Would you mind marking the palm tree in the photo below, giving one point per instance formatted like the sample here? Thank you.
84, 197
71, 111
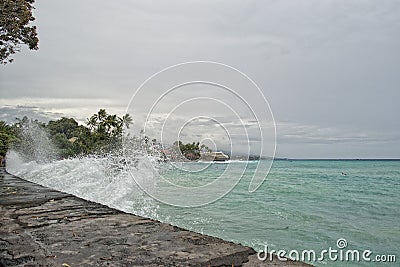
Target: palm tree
92, 122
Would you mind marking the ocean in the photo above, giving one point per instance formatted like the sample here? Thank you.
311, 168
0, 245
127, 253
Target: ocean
303, 207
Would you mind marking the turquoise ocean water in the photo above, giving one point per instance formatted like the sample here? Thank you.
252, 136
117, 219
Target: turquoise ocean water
305, 205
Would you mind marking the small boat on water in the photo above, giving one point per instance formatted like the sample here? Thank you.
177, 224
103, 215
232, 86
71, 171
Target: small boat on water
214, 156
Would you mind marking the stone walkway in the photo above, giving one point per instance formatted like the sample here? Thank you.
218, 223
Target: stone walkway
43, 227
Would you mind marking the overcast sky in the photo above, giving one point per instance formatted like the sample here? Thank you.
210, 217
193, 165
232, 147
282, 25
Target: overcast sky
330, 70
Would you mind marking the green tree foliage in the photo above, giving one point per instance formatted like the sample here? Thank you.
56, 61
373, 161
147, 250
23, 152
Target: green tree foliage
15, 29
103, 134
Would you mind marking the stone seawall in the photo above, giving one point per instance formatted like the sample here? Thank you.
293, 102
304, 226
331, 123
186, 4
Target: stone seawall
43, 227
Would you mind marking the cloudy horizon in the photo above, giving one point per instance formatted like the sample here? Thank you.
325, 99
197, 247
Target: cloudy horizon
329, 70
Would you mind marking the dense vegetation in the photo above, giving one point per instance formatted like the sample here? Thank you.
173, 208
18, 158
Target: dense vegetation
101, 135
191, 151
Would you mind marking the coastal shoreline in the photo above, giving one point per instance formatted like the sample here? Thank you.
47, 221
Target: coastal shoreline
45, 227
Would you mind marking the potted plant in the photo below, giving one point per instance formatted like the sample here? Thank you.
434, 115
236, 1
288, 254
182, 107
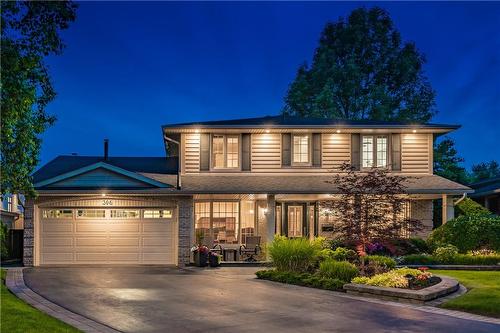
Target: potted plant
214, 259
200, 255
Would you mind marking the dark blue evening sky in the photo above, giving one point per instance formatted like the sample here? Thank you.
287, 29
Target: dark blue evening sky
130, 67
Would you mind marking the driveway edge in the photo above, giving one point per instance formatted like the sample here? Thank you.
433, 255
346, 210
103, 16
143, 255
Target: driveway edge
15, 283
430, 308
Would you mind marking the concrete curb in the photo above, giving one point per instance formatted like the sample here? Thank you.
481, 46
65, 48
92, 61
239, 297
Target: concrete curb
429, 308
15, 283
445, 287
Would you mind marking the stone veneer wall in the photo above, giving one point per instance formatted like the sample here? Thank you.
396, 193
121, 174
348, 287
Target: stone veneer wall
422, 210
186, 230
29, 235
185, 223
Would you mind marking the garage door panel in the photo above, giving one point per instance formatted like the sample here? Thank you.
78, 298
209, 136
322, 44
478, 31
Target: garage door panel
91, 227
58, 257
91, 257
57, 227
124, 241
157, 257
57, 241
91, 241
125, 227
156, 249
156, 241
107, 241
157, 227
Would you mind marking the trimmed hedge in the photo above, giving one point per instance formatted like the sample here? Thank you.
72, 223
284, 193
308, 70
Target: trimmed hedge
468, 233
341, 270
469, 207
301, 279
458, 259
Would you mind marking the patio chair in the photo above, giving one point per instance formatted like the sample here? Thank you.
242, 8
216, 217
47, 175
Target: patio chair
251, 248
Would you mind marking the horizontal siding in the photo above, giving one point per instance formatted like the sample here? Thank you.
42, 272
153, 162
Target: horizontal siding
415, 154
336, 149
191, 158
266, 152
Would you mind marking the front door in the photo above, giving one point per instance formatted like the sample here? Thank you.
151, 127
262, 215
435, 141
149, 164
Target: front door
295, 223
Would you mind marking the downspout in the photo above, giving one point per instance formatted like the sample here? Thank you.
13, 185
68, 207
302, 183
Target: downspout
178, 160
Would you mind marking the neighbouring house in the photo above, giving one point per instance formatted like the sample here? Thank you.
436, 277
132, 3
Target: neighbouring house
221, 182
487, 193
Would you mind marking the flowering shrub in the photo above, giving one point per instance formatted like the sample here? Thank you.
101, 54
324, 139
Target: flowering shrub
397, 278
445, 254
483, 252
200, 249
390, 279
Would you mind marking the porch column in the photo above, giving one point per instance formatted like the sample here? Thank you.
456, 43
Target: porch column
447, 210
271, 217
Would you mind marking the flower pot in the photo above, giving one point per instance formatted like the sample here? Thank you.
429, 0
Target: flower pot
214, 260
201, 259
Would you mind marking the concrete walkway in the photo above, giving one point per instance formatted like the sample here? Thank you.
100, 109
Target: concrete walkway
160, 299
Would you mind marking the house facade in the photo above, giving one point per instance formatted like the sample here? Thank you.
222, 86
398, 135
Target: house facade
221, 182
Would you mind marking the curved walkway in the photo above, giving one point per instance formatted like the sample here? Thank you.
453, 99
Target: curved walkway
157, 299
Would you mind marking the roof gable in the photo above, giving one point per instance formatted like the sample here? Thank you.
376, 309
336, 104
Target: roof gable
100, 175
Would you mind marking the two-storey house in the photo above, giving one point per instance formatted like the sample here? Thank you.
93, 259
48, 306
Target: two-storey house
221, 182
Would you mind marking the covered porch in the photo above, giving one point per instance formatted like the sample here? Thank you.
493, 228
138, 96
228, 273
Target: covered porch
229, 222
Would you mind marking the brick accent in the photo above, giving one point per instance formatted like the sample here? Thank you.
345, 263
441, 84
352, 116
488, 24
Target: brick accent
422, 210
186, 227
29, 241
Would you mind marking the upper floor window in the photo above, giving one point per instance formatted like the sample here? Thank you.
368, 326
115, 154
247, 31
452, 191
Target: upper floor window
374, 151
301, 144
225, 151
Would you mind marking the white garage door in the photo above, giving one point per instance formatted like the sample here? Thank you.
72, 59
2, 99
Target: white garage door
107, 236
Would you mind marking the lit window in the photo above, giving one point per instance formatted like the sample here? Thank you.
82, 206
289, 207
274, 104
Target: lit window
57, 213
382, 151
158, 214
367, 151
225, 151
125, 213
301, 149
91, 213
374, 151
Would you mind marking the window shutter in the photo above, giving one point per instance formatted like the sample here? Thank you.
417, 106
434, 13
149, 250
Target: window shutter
204, 152
355, 145
286, 148
316, 149
396, 152
245, 152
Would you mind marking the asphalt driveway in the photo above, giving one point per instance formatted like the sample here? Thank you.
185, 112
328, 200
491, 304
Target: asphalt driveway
162, 299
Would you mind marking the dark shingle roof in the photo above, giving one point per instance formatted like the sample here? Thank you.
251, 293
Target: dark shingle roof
296, 184
63, 164
289, 121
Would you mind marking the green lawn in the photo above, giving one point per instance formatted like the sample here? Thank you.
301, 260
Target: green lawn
483, 295
18, 316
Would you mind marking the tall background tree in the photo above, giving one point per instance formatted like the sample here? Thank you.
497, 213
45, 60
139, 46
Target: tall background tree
30, 32
363, 70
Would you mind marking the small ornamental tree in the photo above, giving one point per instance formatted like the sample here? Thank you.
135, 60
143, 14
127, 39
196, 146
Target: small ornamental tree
370, 206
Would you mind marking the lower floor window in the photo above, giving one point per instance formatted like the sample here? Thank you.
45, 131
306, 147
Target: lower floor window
217, 222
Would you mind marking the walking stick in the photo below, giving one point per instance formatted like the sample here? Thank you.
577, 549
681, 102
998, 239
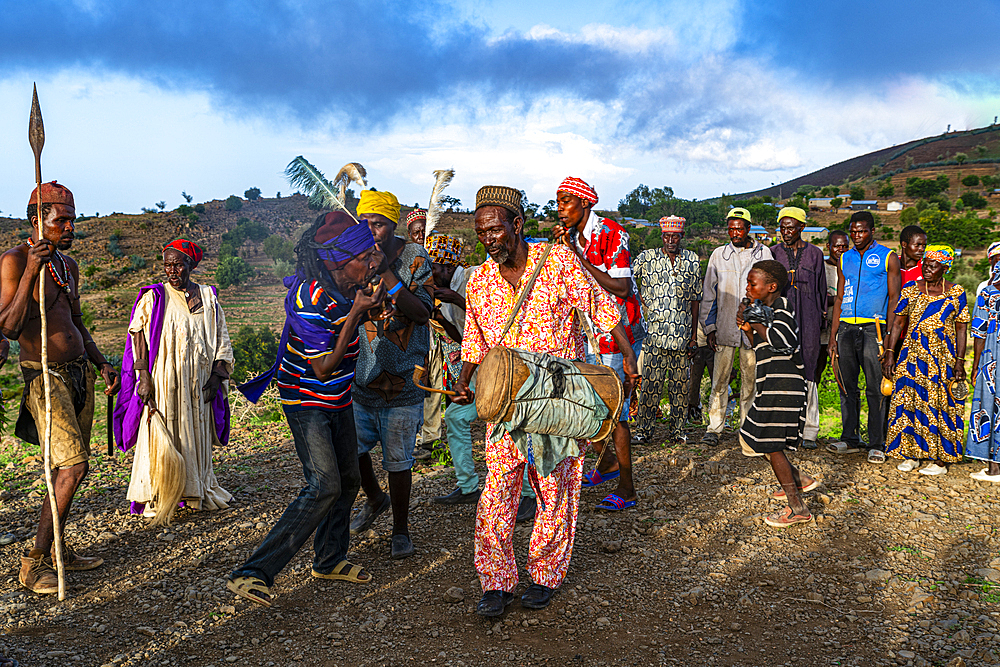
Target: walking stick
36, 137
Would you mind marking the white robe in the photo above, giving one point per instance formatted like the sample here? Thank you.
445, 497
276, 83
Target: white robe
190, 344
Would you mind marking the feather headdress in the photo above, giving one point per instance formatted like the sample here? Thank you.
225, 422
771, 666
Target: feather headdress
352, 171
304, 176
442, 178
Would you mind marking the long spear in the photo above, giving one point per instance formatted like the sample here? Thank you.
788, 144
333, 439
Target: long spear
36, 137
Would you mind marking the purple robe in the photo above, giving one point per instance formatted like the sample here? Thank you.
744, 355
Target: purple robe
128, 411
806, 294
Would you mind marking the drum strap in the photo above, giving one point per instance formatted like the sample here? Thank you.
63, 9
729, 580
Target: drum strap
526, 290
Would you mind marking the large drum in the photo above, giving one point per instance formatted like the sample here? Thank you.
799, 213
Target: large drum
542, 393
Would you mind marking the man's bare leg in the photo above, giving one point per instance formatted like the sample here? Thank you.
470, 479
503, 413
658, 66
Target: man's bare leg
66, 481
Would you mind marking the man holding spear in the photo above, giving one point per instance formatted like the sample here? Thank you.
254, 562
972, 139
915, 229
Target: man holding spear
51, 212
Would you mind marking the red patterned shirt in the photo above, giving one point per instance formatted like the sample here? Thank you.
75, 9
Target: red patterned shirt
605, 245
546, 322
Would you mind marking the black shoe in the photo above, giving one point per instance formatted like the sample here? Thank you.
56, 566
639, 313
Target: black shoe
493, 603
456, 497
402, 547
537, 597
526, 509
364, 519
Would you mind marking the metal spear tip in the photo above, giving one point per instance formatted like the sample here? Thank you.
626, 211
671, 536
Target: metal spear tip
36, 128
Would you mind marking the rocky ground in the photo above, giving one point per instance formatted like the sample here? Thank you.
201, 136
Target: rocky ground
896, 569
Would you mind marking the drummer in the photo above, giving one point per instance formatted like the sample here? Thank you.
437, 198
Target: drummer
546, 323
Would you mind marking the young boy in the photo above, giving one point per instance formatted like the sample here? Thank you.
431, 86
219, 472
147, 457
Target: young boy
776, 417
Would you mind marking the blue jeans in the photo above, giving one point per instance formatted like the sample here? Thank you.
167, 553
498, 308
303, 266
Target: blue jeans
395, 428
328, 449
459, 420
616, 362
857, 349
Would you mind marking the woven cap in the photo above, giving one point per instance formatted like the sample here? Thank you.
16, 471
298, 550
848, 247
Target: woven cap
502, 196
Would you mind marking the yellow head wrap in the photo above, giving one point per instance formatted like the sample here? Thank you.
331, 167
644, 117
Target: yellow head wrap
383, 203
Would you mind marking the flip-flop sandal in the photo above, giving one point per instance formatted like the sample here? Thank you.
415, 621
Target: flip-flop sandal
780, 493
841, 448
250, 588
338, 573
785, 518
615, 503
593, 478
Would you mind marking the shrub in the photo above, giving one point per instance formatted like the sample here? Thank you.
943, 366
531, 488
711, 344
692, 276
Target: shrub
254, 350
973, 200
232, 271
114, 249
283, 268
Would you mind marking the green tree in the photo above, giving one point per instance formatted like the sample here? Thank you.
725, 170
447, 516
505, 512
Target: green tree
973, 200
887, 189
254, 350
232, 271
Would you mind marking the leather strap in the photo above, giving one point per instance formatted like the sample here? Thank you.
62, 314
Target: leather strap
524, 292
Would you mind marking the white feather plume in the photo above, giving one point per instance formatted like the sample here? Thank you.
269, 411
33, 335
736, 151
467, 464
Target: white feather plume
352, 171
442, 178
304, 176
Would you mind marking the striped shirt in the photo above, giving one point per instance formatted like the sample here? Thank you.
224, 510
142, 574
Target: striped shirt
297, 383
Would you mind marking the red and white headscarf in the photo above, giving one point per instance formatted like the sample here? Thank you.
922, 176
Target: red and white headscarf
672, 223
185, 247
578, 187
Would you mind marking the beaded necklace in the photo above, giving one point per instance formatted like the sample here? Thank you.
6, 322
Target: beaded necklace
63, 283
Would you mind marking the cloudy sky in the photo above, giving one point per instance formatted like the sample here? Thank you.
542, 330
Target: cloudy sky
143, 100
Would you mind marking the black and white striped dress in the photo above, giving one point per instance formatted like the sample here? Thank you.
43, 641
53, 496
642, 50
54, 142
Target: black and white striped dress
778, 413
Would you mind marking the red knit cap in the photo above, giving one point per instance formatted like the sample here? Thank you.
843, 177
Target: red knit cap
579, 187
189, 248
52, 193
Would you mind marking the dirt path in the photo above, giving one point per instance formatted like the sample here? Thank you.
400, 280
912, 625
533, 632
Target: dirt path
891, 572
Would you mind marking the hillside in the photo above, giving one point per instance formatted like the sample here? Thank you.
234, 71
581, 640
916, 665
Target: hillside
918, 152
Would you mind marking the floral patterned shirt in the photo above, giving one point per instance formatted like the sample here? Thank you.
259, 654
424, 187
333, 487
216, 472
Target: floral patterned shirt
547, 321
667, 290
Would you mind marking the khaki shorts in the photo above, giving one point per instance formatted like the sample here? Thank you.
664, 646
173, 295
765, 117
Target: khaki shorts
70, 427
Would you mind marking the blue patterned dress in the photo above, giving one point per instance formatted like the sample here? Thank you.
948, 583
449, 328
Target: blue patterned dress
983, 442
924, 421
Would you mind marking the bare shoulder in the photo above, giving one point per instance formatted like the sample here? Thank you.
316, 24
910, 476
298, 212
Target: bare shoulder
15, 259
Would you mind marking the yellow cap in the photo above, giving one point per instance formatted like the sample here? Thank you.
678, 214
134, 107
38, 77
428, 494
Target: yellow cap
793, 212
383, 203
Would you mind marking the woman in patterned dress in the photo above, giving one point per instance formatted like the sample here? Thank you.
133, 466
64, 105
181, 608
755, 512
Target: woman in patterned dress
983, 442
777, 416
925, 420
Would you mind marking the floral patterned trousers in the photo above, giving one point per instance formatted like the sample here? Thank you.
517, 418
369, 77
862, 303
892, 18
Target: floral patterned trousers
555, 521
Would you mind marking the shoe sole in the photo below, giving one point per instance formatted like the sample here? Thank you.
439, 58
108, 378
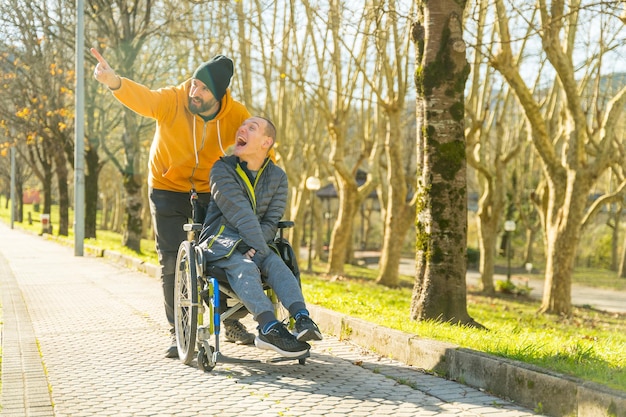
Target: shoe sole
308, 334
172, 353
268, 346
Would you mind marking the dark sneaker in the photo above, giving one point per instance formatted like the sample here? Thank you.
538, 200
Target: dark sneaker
306, 329
281, 341
172, 351
236, 332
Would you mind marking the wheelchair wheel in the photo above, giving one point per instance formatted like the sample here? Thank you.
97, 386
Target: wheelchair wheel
205, 359
186, 302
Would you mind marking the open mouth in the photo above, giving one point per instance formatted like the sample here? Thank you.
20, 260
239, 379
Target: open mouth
241, 141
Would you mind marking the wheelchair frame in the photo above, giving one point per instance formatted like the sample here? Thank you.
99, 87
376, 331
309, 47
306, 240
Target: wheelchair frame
197, 292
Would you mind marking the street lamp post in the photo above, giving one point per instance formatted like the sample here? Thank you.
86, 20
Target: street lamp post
312, 184
509, 226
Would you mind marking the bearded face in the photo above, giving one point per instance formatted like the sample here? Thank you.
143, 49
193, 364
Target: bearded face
201, 100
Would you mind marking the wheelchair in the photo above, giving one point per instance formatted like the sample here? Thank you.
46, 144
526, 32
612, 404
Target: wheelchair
199, 291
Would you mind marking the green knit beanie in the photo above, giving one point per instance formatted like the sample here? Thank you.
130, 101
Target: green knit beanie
216, 75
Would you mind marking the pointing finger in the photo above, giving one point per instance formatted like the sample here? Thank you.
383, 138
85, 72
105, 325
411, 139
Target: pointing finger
99, 57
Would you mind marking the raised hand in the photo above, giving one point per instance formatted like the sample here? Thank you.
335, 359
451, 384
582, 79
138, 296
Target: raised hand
104, 73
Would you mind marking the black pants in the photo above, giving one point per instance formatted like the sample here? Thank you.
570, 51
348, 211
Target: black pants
170, 211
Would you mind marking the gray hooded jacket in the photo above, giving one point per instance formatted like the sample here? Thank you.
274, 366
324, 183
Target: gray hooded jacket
244, 210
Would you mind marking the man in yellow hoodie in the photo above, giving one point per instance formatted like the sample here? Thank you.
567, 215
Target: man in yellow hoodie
196, 122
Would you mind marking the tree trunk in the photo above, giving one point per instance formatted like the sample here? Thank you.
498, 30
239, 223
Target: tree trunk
342, 230
487, 245
64, 199
441, 225
92, 161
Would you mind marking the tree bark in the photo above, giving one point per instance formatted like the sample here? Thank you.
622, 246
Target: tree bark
440, 289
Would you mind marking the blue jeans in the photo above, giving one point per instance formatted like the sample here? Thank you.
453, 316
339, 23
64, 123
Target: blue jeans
244, 277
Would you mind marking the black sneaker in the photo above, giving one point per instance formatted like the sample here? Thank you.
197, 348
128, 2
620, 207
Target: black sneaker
172, 351
281, 341
236, 332
306, 329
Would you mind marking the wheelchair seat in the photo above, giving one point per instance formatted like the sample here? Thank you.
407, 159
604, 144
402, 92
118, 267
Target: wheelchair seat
201, 287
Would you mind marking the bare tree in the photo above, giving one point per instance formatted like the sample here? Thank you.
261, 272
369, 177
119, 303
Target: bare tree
440, 290
573, 159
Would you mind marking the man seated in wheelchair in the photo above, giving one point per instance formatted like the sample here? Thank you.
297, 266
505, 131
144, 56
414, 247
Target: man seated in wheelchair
249, 196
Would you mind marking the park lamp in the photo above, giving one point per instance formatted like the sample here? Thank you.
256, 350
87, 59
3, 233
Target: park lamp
312, 184
509, 226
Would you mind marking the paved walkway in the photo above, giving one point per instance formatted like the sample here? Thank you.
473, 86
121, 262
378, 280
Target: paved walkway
82, 336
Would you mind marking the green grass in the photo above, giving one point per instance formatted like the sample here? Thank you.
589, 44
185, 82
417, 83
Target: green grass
589, 345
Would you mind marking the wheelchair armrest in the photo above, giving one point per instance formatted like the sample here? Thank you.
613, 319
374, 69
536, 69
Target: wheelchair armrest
286, 224
192, 227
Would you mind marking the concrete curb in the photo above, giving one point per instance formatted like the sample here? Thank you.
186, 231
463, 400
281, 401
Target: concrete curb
547, 392
550, 393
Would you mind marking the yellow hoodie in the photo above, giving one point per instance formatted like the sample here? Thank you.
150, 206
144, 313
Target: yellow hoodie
184, 147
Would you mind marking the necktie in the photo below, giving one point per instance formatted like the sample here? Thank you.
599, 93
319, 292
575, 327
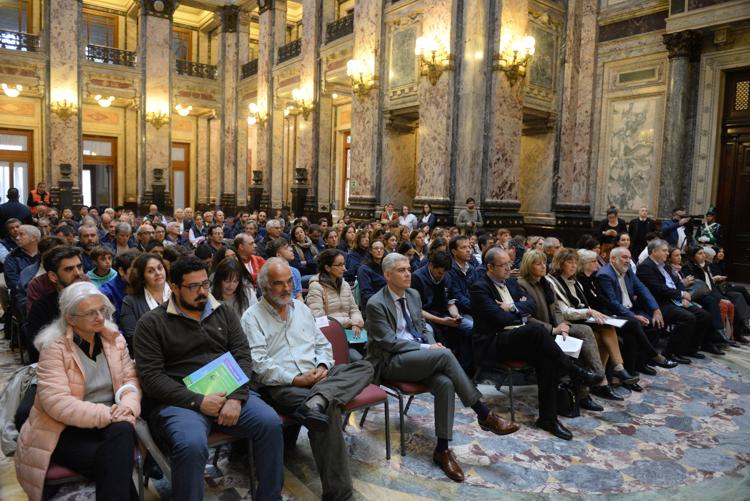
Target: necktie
409, 324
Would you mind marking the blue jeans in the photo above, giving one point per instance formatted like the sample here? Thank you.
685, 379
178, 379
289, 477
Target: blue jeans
187, 432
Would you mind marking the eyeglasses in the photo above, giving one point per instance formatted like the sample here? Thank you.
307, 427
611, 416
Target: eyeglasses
93, 314
194, 287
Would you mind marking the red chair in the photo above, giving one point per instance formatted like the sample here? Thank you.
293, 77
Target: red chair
368, 397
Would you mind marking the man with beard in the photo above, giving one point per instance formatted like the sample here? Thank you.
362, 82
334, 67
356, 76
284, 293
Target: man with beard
173, 341
293, 363
64, 267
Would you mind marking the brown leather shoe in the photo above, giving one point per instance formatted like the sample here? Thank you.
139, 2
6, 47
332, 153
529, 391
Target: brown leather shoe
447, 461
498, 425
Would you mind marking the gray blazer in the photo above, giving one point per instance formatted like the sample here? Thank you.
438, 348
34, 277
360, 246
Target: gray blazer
382, 342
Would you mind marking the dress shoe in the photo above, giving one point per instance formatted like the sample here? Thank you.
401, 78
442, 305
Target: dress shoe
312, 419
446, 460
555, 427
625, 376
590, 404
647, 370
606, 392
585, 376
498, 425
633, 387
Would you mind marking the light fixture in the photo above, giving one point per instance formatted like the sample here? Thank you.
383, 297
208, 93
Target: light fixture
514, 57
303, 102
362, 78
433, 59
157, 119
14, 91
64, 109
183, 111
258, 114
104, 102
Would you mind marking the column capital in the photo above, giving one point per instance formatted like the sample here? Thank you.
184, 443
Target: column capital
683, 44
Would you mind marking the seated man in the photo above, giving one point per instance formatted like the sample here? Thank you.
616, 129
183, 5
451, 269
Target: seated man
173, 341
500, 334
693, 326
293, 363
402, 349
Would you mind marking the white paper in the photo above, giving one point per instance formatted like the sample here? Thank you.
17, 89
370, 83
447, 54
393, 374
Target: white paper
570, 346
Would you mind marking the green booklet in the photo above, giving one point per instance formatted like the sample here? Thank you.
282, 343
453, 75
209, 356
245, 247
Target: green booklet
222, 374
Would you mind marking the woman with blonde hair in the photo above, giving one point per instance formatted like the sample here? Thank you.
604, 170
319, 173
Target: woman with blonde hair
88, 398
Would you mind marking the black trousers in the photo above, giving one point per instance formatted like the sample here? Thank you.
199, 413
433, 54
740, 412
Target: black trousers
533, 344
102, 455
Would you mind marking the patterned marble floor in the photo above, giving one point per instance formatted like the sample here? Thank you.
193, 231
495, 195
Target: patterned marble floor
686, 437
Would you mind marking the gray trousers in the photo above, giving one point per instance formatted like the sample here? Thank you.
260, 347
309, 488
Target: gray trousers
439, 370
329, 450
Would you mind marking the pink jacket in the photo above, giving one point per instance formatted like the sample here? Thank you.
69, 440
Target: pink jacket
59, 403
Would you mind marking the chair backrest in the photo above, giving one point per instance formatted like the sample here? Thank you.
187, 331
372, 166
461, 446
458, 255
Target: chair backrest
335, 334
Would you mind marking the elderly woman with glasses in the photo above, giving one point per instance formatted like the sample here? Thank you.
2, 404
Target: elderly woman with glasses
88, 398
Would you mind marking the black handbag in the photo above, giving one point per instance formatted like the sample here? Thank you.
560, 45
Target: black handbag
567, 401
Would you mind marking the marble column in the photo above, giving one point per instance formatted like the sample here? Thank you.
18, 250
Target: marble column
572, 202
674, 186
156, 58
64, 131
434, 134
229, 75
501, 186
366, 112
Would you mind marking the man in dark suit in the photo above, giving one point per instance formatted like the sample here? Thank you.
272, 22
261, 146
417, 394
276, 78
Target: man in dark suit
626, 297
693, 326
638, 228
401, 349
501, 333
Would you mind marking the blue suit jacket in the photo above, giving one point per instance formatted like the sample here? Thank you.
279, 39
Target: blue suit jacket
612, 294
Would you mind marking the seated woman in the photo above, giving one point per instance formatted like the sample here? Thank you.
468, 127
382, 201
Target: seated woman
370, 274
147, 289
84, 367
536, 284
229, 285
330, 296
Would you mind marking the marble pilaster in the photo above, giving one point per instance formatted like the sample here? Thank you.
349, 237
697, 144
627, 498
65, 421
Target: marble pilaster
501, 190
366, 111
434, 134
674, 187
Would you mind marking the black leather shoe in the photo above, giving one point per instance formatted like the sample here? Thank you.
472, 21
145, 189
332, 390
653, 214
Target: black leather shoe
625, 376
590, 404
649, 371
555, 427
585, 376
633, 387
605, 392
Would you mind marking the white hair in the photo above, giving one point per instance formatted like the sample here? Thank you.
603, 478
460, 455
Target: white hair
69, 300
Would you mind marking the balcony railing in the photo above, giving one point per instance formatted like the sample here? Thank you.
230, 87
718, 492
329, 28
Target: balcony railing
109, 55
15, 40
200, 70
250, 68
340, 28
290, 50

— Work required —
Produce an exact repeat of the lines from the one containing "Would you mind marking the black leather" through the last line of the data, and nothing more.

— Full output —
Would you mind marking the black leather shoe in the photo above, giving one point per instance formatted like the sample here? Thank you.
472, 21
145, 189
332, 390
653, 214
Target: black leather shoe
625, 376
590, 404
649, 371
555, 427
585, 376
633, 387
605, 392
Would you mind marking the white hair in the photo above, giving one point per instance formatted like the sample here? Thank you.
603, 478
460, 455
Target: white hair
69, 300
Would you mind marking the balcony railing in the photo above, giving one point per instance formatted like the sample here? Thank you.
230, 87
718, 492
329, 28
Target: balcony railing
109, 55
15, 40
200, 70
250, 68
340, 28
290, 50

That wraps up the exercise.